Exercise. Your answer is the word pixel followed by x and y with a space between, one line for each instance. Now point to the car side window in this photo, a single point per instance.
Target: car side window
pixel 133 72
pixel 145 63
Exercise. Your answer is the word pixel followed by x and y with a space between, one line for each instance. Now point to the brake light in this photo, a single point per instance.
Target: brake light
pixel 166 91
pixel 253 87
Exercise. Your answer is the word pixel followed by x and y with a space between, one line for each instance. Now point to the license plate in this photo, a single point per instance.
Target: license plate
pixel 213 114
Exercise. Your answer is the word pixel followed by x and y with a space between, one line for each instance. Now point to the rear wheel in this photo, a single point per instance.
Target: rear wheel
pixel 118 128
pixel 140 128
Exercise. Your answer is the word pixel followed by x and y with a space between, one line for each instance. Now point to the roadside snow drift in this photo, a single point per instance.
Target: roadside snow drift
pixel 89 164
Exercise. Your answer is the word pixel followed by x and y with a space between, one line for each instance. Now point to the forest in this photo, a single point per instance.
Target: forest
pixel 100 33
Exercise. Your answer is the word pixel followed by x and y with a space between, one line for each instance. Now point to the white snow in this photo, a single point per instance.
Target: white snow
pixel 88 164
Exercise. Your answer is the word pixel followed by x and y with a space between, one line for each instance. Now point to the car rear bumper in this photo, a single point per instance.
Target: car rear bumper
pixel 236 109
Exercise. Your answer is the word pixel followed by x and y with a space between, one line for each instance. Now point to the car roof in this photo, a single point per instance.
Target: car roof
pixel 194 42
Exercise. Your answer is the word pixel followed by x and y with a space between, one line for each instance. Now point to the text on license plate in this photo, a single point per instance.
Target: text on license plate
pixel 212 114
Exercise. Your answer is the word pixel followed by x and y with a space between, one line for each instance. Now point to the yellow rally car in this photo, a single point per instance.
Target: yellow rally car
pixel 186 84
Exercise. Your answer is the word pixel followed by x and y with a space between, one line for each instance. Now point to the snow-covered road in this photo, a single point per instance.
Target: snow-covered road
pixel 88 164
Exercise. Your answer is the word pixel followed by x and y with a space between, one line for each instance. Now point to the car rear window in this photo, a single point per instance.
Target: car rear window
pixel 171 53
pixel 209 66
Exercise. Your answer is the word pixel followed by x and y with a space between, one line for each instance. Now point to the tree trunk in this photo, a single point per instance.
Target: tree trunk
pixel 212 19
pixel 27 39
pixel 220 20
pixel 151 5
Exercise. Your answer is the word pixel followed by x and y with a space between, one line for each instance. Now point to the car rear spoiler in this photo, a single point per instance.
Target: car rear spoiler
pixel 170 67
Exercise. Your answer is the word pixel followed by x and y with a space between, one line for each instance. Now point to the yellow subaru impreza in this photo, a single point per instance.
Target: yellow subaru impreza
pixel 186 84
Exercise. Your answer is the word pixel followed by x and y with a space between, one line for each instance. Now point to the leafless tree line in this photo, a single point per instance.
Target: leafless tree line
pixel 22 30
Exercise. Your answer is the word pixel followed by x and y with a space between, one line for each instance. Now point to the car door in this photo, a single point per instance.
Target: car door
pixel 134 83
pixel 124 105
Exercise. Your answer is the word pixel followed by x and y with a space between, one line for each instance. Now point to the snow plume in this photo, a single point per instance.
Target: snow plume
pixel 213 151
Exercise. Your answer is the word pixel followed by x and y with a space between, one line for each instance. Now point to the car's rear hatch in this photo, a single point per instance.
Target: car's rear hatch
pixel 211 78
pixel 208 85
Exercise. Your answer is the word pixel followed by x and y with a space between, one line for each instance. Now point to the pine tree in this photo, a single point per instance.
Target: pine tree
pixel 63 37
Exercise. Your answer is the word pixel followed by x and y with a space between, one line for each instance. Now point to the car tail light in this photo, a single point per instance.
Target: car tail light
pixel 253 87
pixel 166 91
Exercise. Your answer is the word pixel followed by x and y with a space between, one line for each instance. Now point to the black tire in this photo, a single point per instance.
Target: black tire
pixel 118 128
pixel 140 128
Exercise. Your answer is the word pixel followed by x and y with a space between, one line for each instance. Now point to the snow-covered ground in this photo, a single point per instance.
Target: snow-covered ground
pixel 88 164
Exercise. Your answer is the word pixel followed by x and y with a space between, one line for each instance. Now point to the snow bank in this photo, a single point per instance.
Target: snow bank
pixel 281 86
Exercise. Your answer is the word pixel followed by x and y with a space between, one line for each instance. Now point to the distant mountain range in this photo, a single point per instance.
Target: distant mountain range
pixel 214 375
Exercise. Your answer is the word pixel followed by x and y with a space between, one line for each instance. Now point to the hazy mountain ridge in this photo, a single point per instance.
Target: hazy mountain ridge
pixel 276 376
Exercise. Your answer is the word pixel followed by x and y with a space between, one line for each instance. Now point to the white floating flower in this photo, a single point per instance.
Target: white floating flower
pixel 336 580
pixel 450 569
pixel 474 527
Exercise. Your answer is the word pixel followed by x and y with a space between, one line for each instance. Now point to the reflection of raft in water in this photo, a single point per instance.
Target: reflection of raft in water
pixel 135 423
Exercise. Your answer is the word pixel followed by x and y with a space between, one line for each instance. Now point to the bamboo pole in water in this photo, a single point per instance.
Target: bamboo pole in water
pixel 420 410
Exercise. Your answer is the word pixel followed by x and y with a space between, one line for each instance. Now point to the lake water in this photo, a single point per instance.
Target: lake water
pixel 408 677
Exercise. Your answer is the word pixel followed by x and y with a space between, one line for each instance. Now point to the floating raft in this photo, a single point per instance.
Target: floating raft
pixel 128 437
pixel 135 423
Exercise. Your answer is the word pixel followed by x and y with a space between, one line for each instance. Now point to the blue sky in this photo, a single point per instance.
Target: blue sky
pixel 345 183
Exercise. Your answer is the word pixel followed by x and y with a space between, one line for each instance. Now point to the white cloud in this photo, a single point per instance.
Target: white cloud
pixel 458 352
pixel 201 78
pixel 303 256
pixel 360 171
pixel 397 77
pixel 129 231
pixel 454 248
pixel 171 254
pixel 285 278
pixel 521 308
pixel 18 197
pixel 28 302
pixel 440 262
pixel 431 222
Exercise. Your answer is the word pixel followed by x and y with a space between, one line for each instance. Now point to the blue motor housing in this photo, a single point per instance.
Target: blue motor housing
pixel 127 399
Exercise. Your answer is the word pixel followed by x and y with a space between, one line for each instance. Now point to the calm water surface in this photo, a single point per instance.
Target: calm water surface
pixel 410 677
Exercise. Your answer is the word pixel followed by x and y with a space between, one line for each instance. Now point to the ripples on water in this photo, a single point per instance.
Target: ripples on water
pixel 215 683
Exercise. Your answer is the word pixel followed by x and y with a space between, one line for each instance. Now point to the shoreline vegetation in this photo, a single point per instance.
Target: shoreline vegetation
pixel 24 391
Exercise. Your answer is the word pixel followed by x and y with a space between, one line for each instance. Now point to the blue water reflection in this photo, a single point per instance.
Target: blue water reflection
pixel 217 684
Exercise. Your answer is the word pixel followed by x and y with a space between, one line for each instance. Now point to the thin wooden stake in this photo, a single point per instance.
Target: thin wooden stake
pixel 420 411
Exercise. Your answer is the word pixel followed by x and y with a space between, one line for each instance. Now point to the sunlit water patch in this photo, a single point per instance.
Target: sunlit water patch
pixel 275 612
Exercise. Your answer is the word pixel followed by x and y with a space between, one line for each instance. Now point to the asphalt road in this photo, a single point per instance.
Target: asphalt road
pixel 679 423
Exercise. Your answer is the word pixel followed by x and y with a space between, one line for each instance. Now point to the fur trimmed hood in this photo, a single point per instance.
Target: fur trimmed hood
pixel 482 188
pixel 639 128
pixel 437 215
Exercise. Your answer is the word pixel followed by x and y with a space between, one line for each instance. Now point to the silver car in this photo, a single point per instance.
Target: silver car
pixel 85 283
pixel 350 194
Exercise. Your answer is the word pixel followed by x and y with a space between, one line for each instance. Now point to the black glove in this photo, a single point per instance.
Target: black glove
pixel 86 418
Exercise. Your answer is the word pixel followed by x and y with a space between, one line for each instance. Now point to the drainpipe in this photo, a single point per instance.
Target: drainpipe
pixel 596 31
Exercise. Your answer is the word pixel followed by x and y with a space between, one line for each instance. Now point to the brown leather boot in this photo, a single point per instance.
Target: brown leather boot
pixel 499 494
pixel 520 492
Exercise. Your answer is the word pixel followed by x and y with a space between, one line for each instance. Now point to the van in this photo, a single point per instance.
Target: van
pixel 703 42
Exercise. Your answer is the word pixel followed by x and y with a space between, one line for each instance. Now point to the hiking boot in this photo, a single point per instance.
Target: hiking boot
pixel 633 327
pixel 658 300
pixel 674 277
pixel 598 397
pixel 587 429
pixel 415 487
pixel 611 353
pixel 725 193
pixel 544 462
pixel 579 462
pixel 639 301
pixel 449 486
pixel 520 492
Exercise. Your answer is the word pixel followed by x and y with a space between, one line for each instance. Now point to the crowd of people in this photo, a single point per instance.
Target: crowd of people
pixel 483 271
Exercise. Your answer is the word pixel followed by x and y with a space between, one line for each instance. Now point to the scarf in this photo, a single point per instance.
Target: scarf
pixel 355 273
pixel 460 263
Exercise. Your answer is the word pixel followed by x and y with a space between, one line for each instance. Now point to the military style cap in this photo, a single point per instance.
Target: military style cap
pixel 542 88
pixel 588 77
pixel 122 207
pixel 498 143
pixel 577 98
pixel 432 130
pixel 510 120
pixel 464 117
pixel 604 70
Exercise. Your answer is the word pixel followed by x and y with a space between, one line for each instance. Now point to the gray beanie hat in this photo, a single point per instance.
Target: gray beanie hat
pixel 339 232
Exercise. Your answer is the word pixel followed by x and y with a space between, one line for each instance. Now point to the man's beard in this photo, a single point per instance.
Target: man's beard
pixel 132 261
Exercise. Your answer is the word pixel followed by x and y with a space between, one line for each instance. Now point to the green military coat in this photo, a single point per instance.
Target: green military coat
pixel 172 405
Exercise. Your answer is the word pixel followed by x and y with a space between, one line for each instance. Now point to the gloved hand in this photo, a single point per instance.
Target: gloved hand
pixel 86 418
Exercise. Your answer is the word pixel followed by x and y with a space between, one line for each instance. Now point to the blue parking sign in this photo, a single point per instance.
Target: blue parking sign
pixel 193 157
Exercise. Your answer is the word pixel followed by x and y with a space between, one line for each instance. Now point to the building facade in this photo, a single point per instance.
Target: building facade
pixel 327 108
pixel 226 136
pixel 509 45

=-=-=-=-=

*WHAT NEEDS TO BE DONE*: Reproduce exactly the line containing "to the crowd" and every line after it through the end of the records above, and nothing else.

*EXERCISE RESULT*:
Exercise. Your answer is the word pixel followed by x and y with a space between, one line for each instance. Now point to the crowd of people in this photo, a single point per instance.
Target: crowd of people
pixel 483 271
Exercise. Your answer is the word pixel followed by x and y with a space between, one line for each instance. Now point to the scarf in this photo, a single point per instance.
Target: scarf
pixel 355 273
pixel 460 263
Exercise. Your answer is the word pixel followed by x and y with a space between, one line for each instance. Now point to the military style cap in this photo, a single point per instance.
Target: military style cap
pixel 542 88
pixel 588 77
pixel 122 207
pixel 498 143
pixel 577 98
pixel 432 130
pixel 510 120
pixel 464 117
pixel 604 70
Exercise. Your answer is the word pixel followed by x and y with a space between, one line for each instance. Now point to the gray beanie hat in this photo, a single point per instance.
Target: gray beanie hat
pixel 339 232
Exercise. Your answer is the word pixel followed by x and y with a space between, one line for each instance. Now point to the man's beard in this photo, a single point per instance.
Target: man's beard
pixel 132 261
Exercise. Your answer is the word pixel followed by x and y with a space between, one line for each instance. Now point to the green military coat in this photo, a single point per instance.
Target: green military coat
pixel 172 405
Exercise. Your answer is the word pixel followed by x and y with a space between, one line for each instance. Now point to the gloved hand in this photo, a single point per instance.
Target: gloved hand
pixel 86 418
Exercise. Your answer is the word pixel followed by x and y with a space between, one line for each instance. Now point to the blue parking sign in this photo, a single point per instance.
Target: blue parking sign
pixel 193 157
Exercise. Your answer is the word pixel followed by x and y with a space between, one line for each instance. Now point to the building facade in this photo, a single point per instance.
Target: building facade
pixel 327 108
pixel 226 136
pixel 509 45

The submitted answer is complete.